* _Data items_

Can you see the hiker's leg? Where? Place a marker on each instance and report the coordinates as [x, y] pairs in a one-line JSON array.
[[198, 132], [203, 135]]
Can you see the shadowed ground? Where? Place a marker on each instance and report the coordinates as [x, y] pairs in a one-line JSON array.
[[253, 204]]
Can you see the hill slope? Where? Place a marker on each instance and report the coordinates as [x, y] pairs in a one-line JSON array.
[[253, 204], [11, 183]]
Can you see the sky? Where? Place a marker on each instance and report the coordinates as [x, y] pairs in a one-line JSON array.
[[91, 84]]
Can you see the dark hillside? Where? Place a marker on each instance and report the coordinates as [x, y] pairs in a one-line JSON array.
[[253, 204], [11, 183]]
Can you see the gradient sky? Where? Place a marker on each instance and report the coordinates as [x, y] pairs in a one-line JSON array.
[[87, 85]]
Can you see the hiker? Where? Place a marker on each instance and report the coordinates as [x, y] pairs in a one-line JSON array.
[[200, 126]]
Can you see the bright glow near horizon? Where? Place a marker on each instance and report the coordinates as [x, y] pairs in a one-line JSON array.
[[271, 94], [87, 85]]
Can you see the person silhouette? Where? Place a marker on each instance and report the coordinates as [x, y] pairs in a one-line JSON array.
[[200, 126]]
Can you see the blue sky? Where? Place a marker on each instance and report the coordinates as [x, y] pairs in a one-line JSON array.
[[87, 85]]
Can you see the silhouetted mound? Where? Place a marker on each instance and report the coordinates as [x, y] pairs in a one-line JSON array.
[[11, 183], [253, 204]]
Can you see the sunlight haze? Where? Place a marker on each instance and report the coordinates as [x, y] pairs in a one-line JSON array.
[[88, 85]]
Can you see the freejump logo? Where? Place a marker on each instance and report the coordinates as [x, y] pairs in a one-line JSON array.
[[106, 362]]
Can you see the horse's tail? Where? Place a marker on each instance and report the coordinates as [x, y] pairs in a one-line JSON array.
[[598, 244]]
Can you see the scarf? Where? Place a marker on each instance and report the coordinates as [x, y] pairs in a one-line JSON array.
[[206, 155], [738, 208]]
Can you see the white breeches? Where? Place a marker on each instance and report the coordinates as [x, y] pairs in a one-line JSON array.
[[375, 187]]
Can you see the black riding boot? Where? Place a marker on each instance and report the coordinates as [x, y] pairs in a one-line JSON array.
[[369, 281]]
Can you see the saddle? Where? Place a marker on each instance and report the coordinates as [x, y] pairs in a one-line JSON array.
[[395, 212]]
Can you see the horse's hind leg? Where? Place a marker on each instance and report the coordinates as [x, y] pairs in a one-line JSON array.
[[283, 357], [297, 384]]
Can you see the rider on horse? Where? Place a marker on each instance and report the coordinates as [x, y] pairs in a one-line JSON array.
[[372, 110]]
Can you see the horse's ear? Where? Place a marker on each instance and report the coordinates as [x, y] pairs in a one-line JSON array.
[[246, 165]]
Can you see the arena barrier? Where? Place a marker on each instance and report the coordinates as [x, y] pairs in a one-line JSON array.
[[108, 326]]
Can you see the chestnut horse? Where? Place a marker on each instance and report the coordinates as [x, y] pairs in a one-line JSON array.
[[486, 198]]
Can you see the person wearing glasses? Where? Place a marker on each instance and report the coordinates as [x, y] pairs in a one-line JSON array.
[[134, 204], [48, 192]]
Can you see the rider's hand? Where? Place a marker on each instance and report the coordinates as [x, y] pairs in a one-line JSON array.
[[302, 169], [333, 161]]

* _Problem_
Please retype all of the items above word for word, keeping their order.

* _Result of the task_
Can you see the hiker's leg? Where? Place a marker on each instance and report the coordinates as [x, y] pairs in a one-line JSON array.
[[198, 132], [203, 135]]
Can you see the shadowed ground? Where? Place a marker on each instance and report the coordinates as [x, y] pairs in a one-line JSON array.
[[253, 204]]
Can you see the hill slope? Where? Place a marker on each instance and report the coordinates as [x, y] pairs in a one-line JSON array.
[[253, 204], [11, 183]]
Can you see the sky? Where? Place a marker on each instance and report the coordinates as [x, y] pairs in a one-line JSON array.
[[91, 84]]
Can you see the dark hillside? Where? Place a marker on each instance and report the coordinates as [x, y] pairs in a one-line JSON array.
[[253, 204], [11, 183]]
Can you see the gradient sky? Where? Place a marker on each instance and report the coordinates as [x, y] pairs in a one-line JSON array.
[[87, 85]]
Can you see the hiker? Where? Place a marker on each instance and report the coordinates as [x, y] pairs in a one-line JSON array.
[[200, 126]]
Can you see the bright glow near horizon? Where? Place a marker on each instance and report the coordinates as [x, y] pairs in a one-line JSON array.
[[271, 94], [87, 85]]
Can you see the person silhouette? Where? Place a marker on each instance and report the coordinates as [x, y] pairs in a one-line JSON array.
[[200, 126]]
Can you see the blue sky? Where? Place a marker on each instance and report the coordinates as [x, y] pairs in a one-line JSON array.
[[87, 85]]
Can you see the silhouetted mound? Where? Place a marker on each instance and report the coordinates as [x, y] pairs in a one-line JSON array.
[[11, 183], [253, 204]]
Can you see the sunlight haze? Where? Place a marker on each instance and report the coordinates as [x, y] pairs in a one-line JSON array.
[[88, 85]]
Can you see the freejump logo? Where? Place a marker on each instance and report the coordinates as [x, y] pairs in a one-line JSON array.
[[106, 362]]
Can you see the horse's tail? Where? Place a marker on each instance and report the coordinates as [x, y] pairs in a one-line JSON array.
[[598, 244]]
Can you see the scarf? Where? Place a marker on each instance and report the coordinates as [x, y] pairs in a one-line JSON array.
[[206, 155], [738, 208]]
Can you see the white breeches? Where? Place a marker on each instance and report the coordinates as [x, y] pairs in a one-line JSON array.
[[375, 187]]
Can you see the black riding boot? Where? Place a marker on each instance and report the coordinates as [x, y] pairs in a one-line JSON array.
[[369, 281]]
Can you see the saddle? Where? Place a marker on each instance and report the coordinates as [x, y] pairs in a one-line JSON array.
[[395, 212]]
Can you see the horse's hind leg? Where? Place a marker on each instance and report the coordinates as [x, y] pairs in a one-line JSON array.
[[283, 357], [297, 384]]
Can you see the rider on horse? Where? Place a marker on each instance and report the coordinates as [x, y] pairs in a one-line JSON array.
[[372, 110]]
Can you see the horse's ear? Where? Place a marker on each instance and report the coordinates as [x, y] pairs in a one-line JSON array.
[[246, 165]]
Can you see the arena barrier? Where? Place a marker on each instance and report the coordinates as [x, y] pairs in a one-line JSON array.
[[108, 326]]
Can you see the chestnut horse? Where? Place a marker on each instance and report the coordinates as [x, y] pairs in a one-line JSON array.
[[486, 198]]
Can you see the person wearing glasses? Where? Place a marker on each instance and report the coordinates as [x, y] pairs in a one-line JSON array.
[[134, 204], [48, 192]]
Can you see the rider's hand? Where? Place a marker on each instance and report the coordinates as [x, y] pairs in a one-line JSON array.
[[302, 169], [333, 161]]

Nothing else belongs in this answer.